**Point annotation records**
++++

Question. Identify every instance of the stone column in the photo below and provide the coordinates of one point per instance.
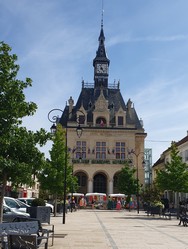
(110, 186)
(90, 185)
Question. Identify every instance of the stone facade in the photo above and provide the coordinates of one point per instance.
(111, 130)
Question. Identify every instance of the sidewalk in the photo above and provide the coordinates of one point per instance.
(102, 229)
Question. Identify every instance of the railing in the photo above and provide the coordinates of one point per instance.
(91, 85)
(98, 161)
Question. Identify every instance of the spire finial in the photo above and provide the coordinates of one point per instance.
(102, 14)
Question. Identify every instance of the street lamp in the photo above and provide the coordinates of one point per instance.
(137, 184)
(55, 119)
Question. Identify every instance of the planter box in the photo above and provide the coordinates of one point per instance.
(40, 213)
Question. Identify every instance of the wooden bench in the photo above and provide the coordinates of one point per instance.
(153, 210)
(47, 228)
(23, 228)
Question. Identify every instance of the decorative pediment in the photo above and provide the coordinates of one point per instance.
(101, 104)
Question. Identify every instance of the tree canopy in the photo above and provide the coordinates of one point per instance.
(20, 157)
(52, 178)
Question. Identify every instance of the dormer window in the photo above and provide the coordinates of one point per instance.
(101, 122)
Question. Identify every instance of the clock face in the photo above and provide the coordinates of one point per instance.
(102, 68)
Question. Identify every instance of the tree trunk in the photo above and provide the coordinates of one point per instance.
(3, 186)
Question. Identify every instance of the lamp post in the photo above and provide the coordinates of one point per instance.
(55, 119)
(137, 179)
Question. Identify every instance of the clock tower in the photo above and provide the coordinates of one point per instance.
(101, 63)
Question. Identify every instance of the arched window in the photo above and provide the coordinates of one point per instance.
(101, 121)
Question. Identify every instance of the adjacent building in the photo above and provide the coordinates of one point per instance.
(165, 157)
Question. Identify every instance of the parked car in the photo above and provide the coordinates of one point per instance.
(28, 201)
(9, 214)
(15, 204)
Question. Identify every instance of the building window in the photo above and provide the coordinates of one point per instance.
(101, 150)
(81, 180)
(81, 119)
(81, 149)
(120, 150)
(101, 122)
(120, 120)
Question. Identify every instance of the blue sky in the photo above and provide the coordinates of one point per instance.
(146, 42)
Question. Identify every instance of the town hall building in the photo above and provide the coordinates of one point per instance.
(111, 130)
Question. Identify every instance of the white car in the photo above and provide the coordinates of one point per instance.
(10, 214)
(28, 201)
(15, 204)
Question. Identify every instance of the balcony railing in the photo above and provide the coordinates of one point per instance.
(98, 161)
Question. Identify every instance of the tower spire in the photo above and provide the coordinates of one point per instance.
(102, 16)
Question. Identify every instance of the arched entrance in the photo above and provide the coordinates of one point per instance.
(115, 187)
(82, 182)
(100, 183)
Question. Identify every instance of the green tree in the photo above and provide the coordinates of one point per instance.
(53, 175)
(174, 176)
(20, 158)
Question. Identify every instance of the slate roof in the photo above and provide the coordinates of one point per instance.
(89, 96)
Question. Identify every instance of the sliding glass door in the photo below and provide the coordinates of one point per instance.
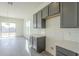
(7, 29)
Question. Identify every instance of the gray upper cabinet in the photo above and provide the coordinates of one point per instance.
(54, 8)
(44, 12)
(34, 21)
(40, 22)
(69, 15)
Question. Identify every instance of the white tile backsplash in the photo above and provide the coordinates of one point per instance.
(65, 37)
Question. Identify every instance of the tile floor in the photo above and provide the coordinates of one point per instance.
(17, 46)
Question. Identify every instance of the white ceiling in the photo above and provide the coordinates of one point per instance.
(18, 9)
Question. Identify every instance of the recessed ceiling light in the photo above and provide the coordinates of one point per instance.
(10, 3)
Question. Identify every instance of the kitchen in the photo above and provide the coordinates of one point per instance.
(60, 28)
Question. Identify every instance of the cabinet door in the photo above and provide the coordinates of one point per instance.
(34, 21)
(53, 8)
(68, 15)
(39, 19)
(45, 12)
(78, 14)
(34, 43)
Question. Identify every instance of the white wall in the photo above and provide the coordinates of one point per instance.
(19, 24)
(30, 19)
(64, 37)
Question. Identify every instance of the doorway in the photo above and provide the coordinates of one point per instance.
(7, 29)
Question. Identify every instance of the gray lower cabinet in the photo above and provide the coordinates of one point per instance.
(38, 43)
(60, 51)
(69, 15)
(54, 8)
(34, 21)
(41, 23)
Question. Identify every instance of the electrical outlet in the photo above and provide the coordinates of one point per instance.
(52, 48)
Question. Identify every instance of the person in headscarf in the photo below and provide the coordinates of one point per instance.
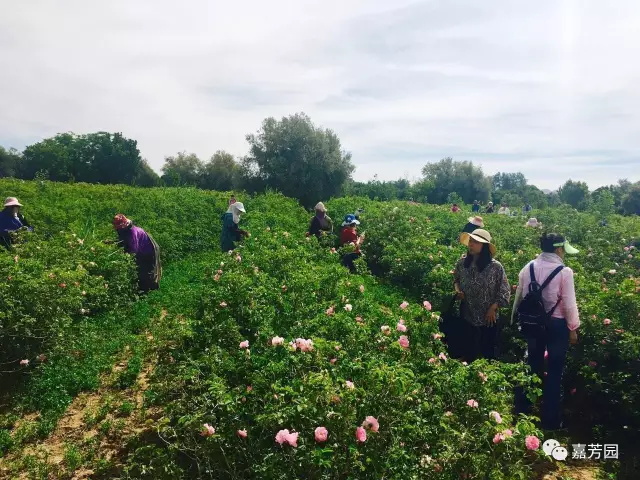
(321, 223)
(11, 220)
(147, 252)
(230, 231)
(349, 235)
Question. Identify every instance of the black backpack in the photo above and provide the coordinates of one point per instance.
(531, 312)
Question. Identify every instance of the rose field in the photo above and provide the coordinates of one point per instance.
(274, 362)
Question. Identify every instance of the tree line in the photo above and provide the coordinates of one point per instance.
(301, 160)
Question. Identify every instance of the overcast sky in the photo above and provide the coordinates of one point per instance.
(550, 88)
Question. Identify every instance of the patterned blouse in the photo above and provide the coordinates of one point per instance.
(481, 290)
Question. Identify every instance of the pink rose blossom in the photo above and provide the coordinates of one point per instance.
(292, 439)
(532, 442)
(371, 423)
(321, 434)
(304, 345)
(207, 430)
(281, 436)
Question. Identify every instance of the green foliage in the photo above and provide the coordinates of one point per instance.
(455, 176)
(575, 194)
(299, 159)
(96, 157)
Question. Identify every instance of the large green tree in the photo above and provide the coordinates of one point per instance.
(465, 178)
(298, 158)
(100, 157)
(221, 172)
(575, 194)
(182, 169)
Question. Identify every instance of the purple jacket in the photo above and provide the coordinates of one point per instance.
(137, 241)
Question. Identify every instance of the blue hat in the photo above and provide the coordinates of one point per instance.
(350, 220)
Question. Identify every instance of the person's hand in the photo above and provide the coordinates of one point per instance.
(490, 316)
(573, 337)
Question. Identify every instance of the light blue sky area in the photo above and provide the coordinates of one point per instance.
(548, 88)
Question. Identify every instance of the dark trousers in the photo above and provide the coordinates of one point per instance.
(479, 342)
(146, 272)
(555, 340)
(348, 259)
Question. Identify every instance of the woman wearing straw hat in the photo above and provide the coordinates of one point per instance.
(11, 220)
(230, 231)
(321, 223)
(473, 224)
(481, 282)
(533, 223)
(147, 252)
(349, 235)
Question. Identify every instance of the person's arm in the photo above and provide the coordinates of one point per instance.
(456, 279)
(518, 297)
(502, 294)
(314, 227)
(568, 296)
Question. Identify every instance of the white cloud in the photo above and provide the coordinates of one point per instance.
(547, 88)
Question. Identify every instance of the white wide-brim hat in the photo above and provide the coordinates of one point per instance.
(479, 235)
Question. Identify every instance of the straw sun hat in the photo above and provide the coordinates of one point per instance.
(479, 235)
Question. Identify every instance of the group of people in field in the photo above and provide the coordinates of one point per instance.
(132, 238)
(545, 307)
(545, 301)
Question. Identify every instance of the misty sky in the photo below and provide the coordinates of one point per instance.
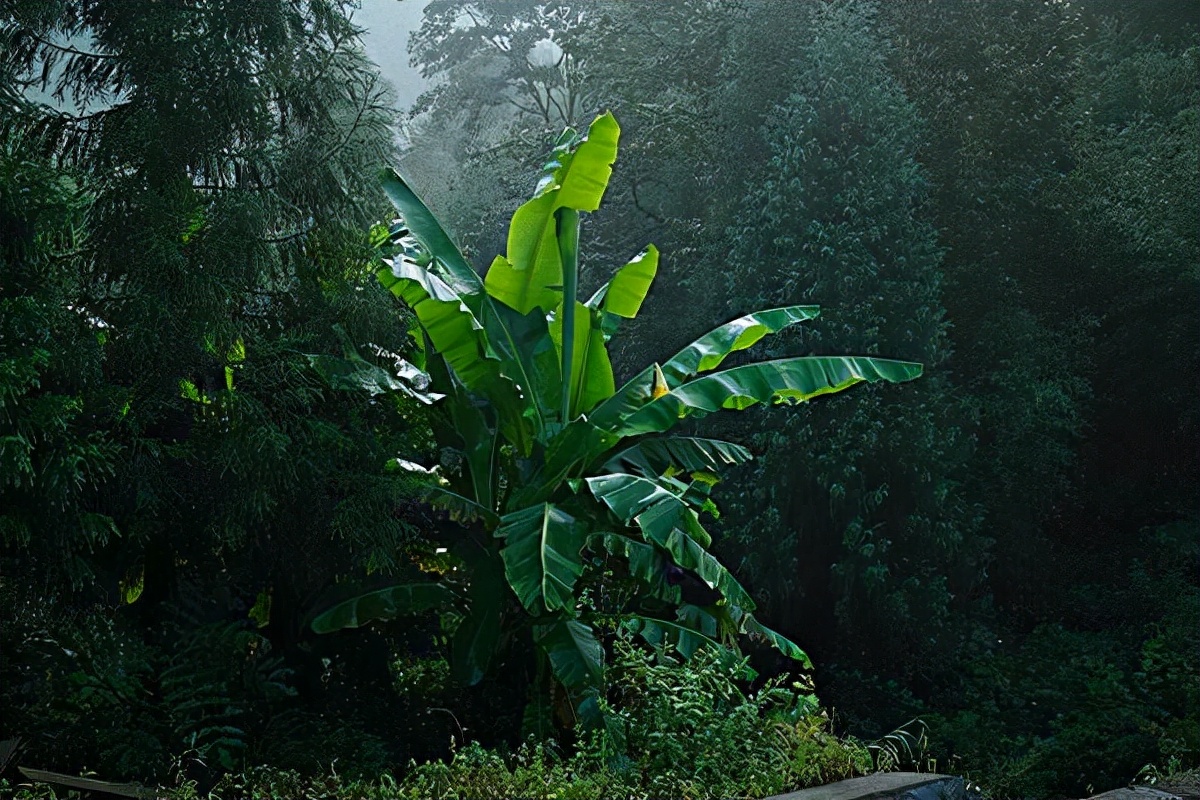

++++

**TASK INSTRUCTIONS**
Quote all of the entries word for word, omitting any pictures.

**WRITTEN ANSWER**
Question. Identify every instance of the stone column in the photo below and provide the coordinates of one point per instance.
(110, 186)
(90, 185)
Question. Identify every instance of the stone facade in the photo above and provide the coordinates of one point per instance.
(111, 130)
Question. Identify every instance of the sidewalk in the photo above and provide the coordinates of one point per instance.
(102, 229)
Question. Identify every instance of the railing in the photo above and provide the coordinates of one point per instance.
(91, 85)
(98, 161)
Question. Identify every instance of the spire finial in the photo above and provide the coordinates of one point per instance.
(102, 14)
Question. Identify every instance of the street lamp in the photo above and provide the coordinates of one point per instance.
(137, 184)
(55, 119)
Question. Identify every instance of the planter box in the photo above and provide the coordinates of one point per instance.
(40, 213)
Question. Identify every instance of the wooden bench in the photo above and provide the coordinates of one point per instance.
(153, 210)
(47, 228)
(23, 228)
Question. Identify every instance of the decorative pediment in the photo above and provide the coordinates of one point per instance.
(101, 104)
Question. Identify every instance of the tree canopy in the photo above and provide the coordinates of one point per instance.
(20, 157)
(52, 178)
Question. Identify every instance of the dormer window in the photo above and provide the coordinates of one point per instance.
(101, 122)
Question. Identify every instance of the clock face in the photo above and provide the coordinates of one point per instance.
(102, 68)
Question. Identify every instance of the tree trunk in the photo above and provide the coordinates of one point per instance.
(3, 186)
Question. Identify every instance of the lamp post in the photo above and provide the coordinates of one point per instance.
(55, 119)
(137, 179)
Question. Identify every instance of the clock tower in the photo above and provide the coordinates of one point per instance.
(101, 63)
Question. Identify every instance of the arched window in the photo above and provide the coordinates of one point per instance.
(101, 121)
Question. Identify every instance of the adjacent building in the photo above and provide the coordinates of one point per instance.
(165, 157)
Question. Identify every instance of the parked car in the photo above and provide the coordinates of one point per instance.
(28, 201)
(9, 214)
(15, 204)
Question. Identify every instance of the building window in the photo above and provide the coordinates of one point per instance.
(101, 150)
(81, 180)
(81, 119)
(81, 149)
(120, 150)
(101, 122)
(120, 120)
Question. Identify every instance of the blue sky in the photo above and provide the coordinates of one point per instance.
(146, 42)
Question. Identify every instance of the town hall building in the photo above and provide the coordinates of one point per instance.
(111, 130)
Question. Identify every instance of the white car in the photo above and provide the coordinates of one point per instance.
(10, 214)
(28, 201)
(15, 204)
Question. Identify every instance of the balcony railing in the photo above and provide the coordinates of one point per instance.
(98, 161)
Question. Identify every instance of the tower spire in the photo above and provide the coordinates of one point per instance.
(102, 16)
Question. Identify every instance of the arched entrance in the photo above and provide the coordinates of one point per instance.
(115, 187)
(82, 182)
(100, 183)
Question. Identify every instance of the green tree in the photo above and provide the coordinates of one point per instance.
(53, 175)
(174, 176)
(20, 158)
Question. Identify every instance of the slate roof in the photo above and provide the coordinates of one point per instance.
(89, 96)
Question. Identify every instance of the sliding glass door in the photo below and provide the coordinates of one point per instance.
(7, 29)
Question. Identify every instance of the gray upper cabinet in the photo above and provide the coordinates of one point per instance.
(54, 8)
(44, 12)
(34, 21)
(40, 22)
(69, 15)
Question. Identify every instance of the white tile backsplash in the photo above and provide the coordinates of one point per instance.
(65, 37)
Question. Identify every instance of the tile floor in the photo above and provide the coordinates of one point per instance.
(17, 46)
Question. Identify every instance of the white ceiling in the photo above and provide the coordinates of one point per instance.
(18, 9)
Question. Identify every instance of the recessed ceiling light in the photo above and provide the coordinates of one point per instance.
(10, 3)
Question. Identify every instance of the kitchen in the photo above and provide the coordinates of one point per instance.
(60, 28)
Question. Identify every instance of the cabinet door in the photo above and provide the coordinates of one point per instance.
(34, 21)
(53, 8)
(68, 15)
(39, 19)
(45, 12)
(78, 14)
(34, 43)
Question. Identify every instance of the white wall in the photo above and provide the coordinates of one point per instance.
(19, 24)
(30, 19)
(64, 37)
Question. Identify every instance of the doorway in the photo above and provide the coordinates of one point per instance.
(7, 29)
Question. Identify every instance of the gray lower cabinet in the photo above and provide the coordinates of one point per instance.
(38, 43)
(60, 51)
(69, 15)
(54, 8)
(34, 21)
(41, 23)
Question. Identify every instance of the electrical outlet in the photo above and provide the coordinates of one point per instance.
(52, 48)
Question. Identify every instance of the person in headscarf in the photo below and provide the coordinates of one point per instance.
(321, 223)
(11, 220)
(147, 252)
(230, 231)
(349, 235)
Question. Identify every instance of the black backpack in the photo above and provide the coordinates of one point per instance.
(531, 312)
Question. Identify every instance of the rose field in the photo above and provide the coordinates of one point per instance.
(274, 362)
Question. Identify every instance of the tree line in the photo above and provide the coordinates of one point per instance.
(301, 160)
Question. Identify every instance of the overcast sky in the photo above and provide the coordinates of one point per instance.
(550, 88)
Question. Identify every instance of the patterned blouse in the photo above and provide the coordinates of one point per instance.
(481, 290)
Question. Identify every instance of the pink rose blossom in the photo above and provide the coordinates of one point per instance.
(292, 439)
(532, 442)
(371, 423)
(321, 434)
(304, 345)
(207, 430)
(281, 436)
Question. Identify every instance of the green foliage in the photo above and provide the coordinates of one point per instance.
(455, 176)
(575, 194)
(299, 159)
(96, 157)
Question. Identify every instance of the large green tree in the photo above and provide the coordinates of one point per instance.
(465, 178)
(298, 158)
(100, 157)
(221, 172)
(575, 194)
(182, 169)
Question. Identify every instance of the purple jacket in the photo above and provide the coordinates of one point per instance.
(137, 241)
Question. Identify every instance of the blue hat in the photo above and provide the coordinates of one point per instance.
(350, 220)
Question. Identify every instance of the person's hand in the photo above and provide the coordinates of one point per instance.
(490, 316)
(573, 337)
Question. Identify every instance of the light blue sky area in the photo above and provide the coordinates of one point per instance.
(548, 88)
Question. Identify every instance of the dark trousers in the photo above and provide the coordinates of one point per instance.
(479, 342)
(146, 272)
(555, 340)
(348, 259)
Question. Identify every instance of the woman wearing straw hat in the photo above and provide the coordinates of one point per instance.
(11, 220)
(230, 231)
(321, 223)
(473, 224)
(481, 282)
(533, 223)
(147, 252)
(349, 235)
Question. Identify every instance of the person's arm in the photo above and provide the coordinates of one point per instance.
(456, 279)
(518, 297)
(502, 294)
(314, 227)
(568, 296)
Question. Identify every instance of the white cloud in the photo above and provide the coordinates of one point per instance.
(547, 88)
Question. Identify every instance of the white wide-brim hat in the photo above and provide the coordinates of one point per instance.
(479, 235)
Question. Identify every instance of the straw sun hat in the photo above and provide the coordinates of one point per instance.
(479, 235)
Question. Identify every instance of the group of people in field in the photo above and provide the coordinates of one point per instance.
(132, 238)
(545, 307)
(545, 301)
Question. Identify every instance of the misty sky in the photo below and provide the coordinates of one point per instance.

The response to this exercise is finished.